Start of Block

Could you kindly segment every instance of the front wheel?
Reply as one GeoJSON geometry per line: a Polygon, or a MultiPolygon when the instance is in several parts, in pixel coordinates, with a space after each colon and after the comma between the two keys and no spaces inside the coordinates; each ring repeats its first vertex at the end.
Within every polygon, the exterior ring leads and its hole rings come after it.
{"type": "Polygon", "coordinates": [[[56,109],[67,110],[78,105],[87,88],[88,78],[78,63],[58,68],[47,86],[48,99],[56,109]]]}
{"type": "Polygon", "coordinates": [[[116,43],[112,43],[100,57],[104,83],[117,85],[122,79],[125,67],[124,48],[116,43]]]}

End of Block

Your assignment »
Tally the lines above containing "instance". Number only.

Solution »
2